*DOCUMENT EXCERPT*.
········
The American drummer Roger Hawkins was never a flashy performer. Playing his part on such hit records as Aretha Franklin’s I Never Loved a Man (the Way I Love You), Respect and I Say a Little Prayer, Percy Sledge’s When a Man Loves a Woman, Wilson Pickett’s Mustang Sally and the Staple Singers’ Respect Yourself, he simply found the essential groove of a song and made it stick. That instinct made Hawkins, who has died aged 75, particularly prized by singers and record producers who knew that he would find a way of making their great song even greater.

The voices on those timeless classics were those of African Americans. Hawkins was a young white man from the Deep South, as were his fellows in what became known as one of the finest rhythm sections of the 1960s and 70s, based in the small Alabama town of Muscle Shoals. But their feeling for black music was immaculate, their authenticity beyond question.

In the words of Jerry Wexler, Franklin’s producer: “White southern musicians – unlike their British counterparts, who learned the blues off records – lived the blues themselves, saw them, tasted them, were rooted in the same soil as their black teachers.”

None of them could read music. Instead they worked out a system of numbering conventional chords, from 1 to 6, which could be applied to any key. They would experiment with a song until an arrangement emerged, featuring riffs and turnarounds that, as with the work of their counterparts at Stax in Memphis and Motown in Detroit, would often turn out to be a vital element of the record’s appeal.

Roger Hawkins, second left, on tour with Traffic in the early 1970s.
Roger Hawkins, second left, on tour with Traffic in the early 1970s. Photograph: Michael Ochs Archives/Getty Images

Hawkins’s contribution could be both subtle and indelible. At the climax of When a Man Loves a Woman (1966), he tipped Sledge’s emotion-racked voice into the final chorus with a syncopated pick-up that provided an exact parallel for the experience the singer was trying to convey.

He could drive a song like Respect (1967) with the necessary vigour, but the lightness of touch evident on I Say a Little Prayer (1968), where he cruised through the single 3/4 bar thrown into the chorus of a 4/4 song, was his creative trademark. For Respect Yourself (1971), another drummer might have come up with a funky, bottom-heavy beat. The more imaginative Hawkins devised a reggae-influenced combination of ticking hi-hat and snare-drum rimshots that gave the song an irresistible momentum.
········
*EXCERPTED DATA*.
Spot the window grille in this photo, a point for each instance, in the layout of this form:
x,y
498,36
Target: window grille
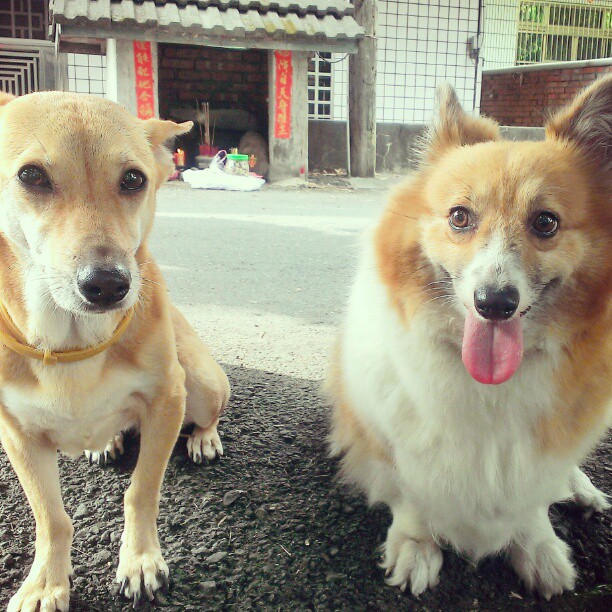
x,y
320,86
562,31
519,32
87,73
········
*PROMPT 1*. From the text on Roger Hawkins, list every song title it names, each title only once.
*PROMPT 2*. Copy the part of the text on Roger Hawkins starting with "He could drive" and going on through "an irresistible momentum.".

*COMPLETE OUTPUT 1*.
I Never Loved a Man (the Way I Love You)
Respect
I Say a Little Prayer
When a Man Loves a Woman
Mustang Sally
Respect Yourself

*COMPLETE OUTPUT 2*.
He could drive a song like Respect (1967) with the necessary vigour, but the lightness of touch evident on I Say a Little Prayer (1968), where he cruised through the single 3/4 bar thrown into the chorus of a 4/4 song, was his creative trademark. For Respect Yourself (1971), another drummer might have come up with a funky, bottom-heavy beat. The more imaginative Hawkins devised a reggae-influenced combination of ticking hi-hat and snare-drum rimshots that gave the song an irresistible momentum.